■ PROBLEMS AND TASKS
1. Using the passage below on Negri's reading of Spinoza and Marx, decide whether each statement agrees with it: (a) Negri emphasizes Spinoza's anti-juridism. (b) Negri takes his definition of labor power from Capital. (c) In Negri's communism, non-agreement, exteriority and death are present. For each, answer yes or no and quote the deciding words.
2. In the passage below on Negri's reading of Spinoza and Marx, what does de-realized capital now merely represent?

++++ SOURCE TEXT ++++

This heretical reading of a great heretic is characterized by forcing and escalation, driven by the extent of its effort: if the thinking of communism is anchored in an ontology of constitutive potentiality, explains Negri, then “the will to revolution survive[s] the crisis of Marxism and quite rightly break[s] away from it”. In order for his reading operation of grafting the concept of conatus onto the concept of living labor to succeed, Negri especially emphasizes two of Spinoza’s themes: on the one hand, his anti-juridism, which places him in a tradition of Machiavelli and Marx and which is expressed in the idea that the forces of Being need no mediation to produce the relations corresponding to them: “They are elements of socialisation in themselves”; on the other, the succession of two theoretical foundations of the Spinozian system of thinking, with which it progresses from neoplatonic idealism to revolutionary materialism. Macherey explains that Negri ironically returns a dialectic movement to Spinoza by imbuing his thinking with a dramatic performativity, with which it learns from the negativity of its blockages until it is able to produce a revolutionary materialism centering around the notion of conatus. This allows Negri to write all of the difficulties and contradictions out of Spinoza’s thinking, from the ascetic community of the few to the mysticism of the auto-affection of Being in the knowledge of the third kind, which encloses itself, as Deleuze explains in the Spinoza lectures, in a self-contemplation perceiving its perceptions.
Negri links the communist reinterpretation of conatus with a reinterpretation of the Marxian concept of labor power. By circumventing the value theoretical definition of abstract labor, he derives from the Grundrisse a definition of labor power as naked potentia and negative universal that is turned into a positivity developed on all sides – a radical de-individualization, to which a radical individualization inheres: negatively and historically viewed, as Marx explains in the Grundrisse, labor power is absolutely expropriated: “As such it is not-raw-material, not-instrument of labour, not-raw-product: labour separated from all means and objects of labour, from its entire objectivity”; considered positively and ontologically, however, this “absolute poverty” embodies the “general possibility of wealth as subject and as activity”. As Negri inscribes an immanent telos into Being (“infinitely extended toward infinite perfection”), he also recognizes in the capitalist mode of production a teleological development, with which mere human potentiality – speaking, improvising, cooperating, inventing – has become the central productive force of postfordist regulation. Labor power is thus no longer variable capital, subordinated to the mechanisms of discipline and exploitation, but has instead since the dawn of the “third period of the capitalist mode of production, after manufacture and large-scale industry” become autonomized through the incorporation of the means of labor. This means that a de-realized capital, which now merely represents a robbery machine, confronts a substantialized potentiality of living labor. With this, Negri sees the extremity of the eschaton approaching. The time dawns that time needs to touch the threshold of eternity: according to Negri, we are moving toward an extraordinary moment, in which ontogenesis, anthropogenesis and capitalist development converge. For Negri, communism can emerge from this convergence as a self-affecting and self-multiplying community of the active, which exists without conflictual division, because non-agreement, exteriority and death are absent in it. In the course of this reading of Marx with Spinoza, idealizing, essentialist, and anthro-ontological arguments universalizing tendencies as periodization return to Marxism, which have been deconstructed by (post-)Althusserianism since the 1960s.

++++ DATA EXCERPTS ++++

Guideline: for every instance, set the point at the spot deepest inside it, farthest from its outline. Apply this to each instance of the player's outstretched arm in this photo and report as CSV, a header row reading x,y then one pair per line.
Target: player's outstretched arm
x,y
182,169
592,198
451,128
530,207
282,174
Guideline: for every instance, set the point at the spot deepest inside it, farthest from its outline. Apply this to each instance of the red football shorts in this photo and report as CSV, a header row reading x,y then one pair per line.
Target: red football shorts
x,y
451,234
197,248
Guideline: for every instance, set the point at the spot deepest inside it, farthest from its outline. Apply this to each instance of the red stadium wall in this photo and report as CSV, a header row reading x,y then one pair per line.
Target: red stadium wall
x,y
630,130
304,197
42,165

++++
++++ DATA EXCERPTS ++++

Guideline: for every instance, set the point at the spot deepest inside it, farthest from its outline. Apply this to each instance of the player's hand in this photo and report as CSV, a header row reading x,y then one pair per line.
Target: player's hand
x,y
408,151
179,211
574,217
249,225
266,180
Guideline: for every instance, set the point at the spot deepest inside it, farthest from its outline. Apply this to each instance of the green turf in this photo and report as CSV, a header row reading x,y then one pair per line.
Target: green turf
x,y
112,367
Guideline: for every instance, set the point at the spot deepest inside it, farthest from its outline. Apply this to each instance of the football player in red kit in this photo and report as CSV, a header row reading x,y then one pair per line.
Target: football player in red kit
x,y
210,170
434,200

++++

■ EXPECTED RESULTS
1.
(a) Yes: "Negri especially emphasizes two of Spinoza’s themes: on the one hand, his anti-juridism"
(b) No: "he derives from the Grundrisse a definition of labor power"
(c) No: "because non-agreement, exteriority and death are absent in it"

2. A robbery machine.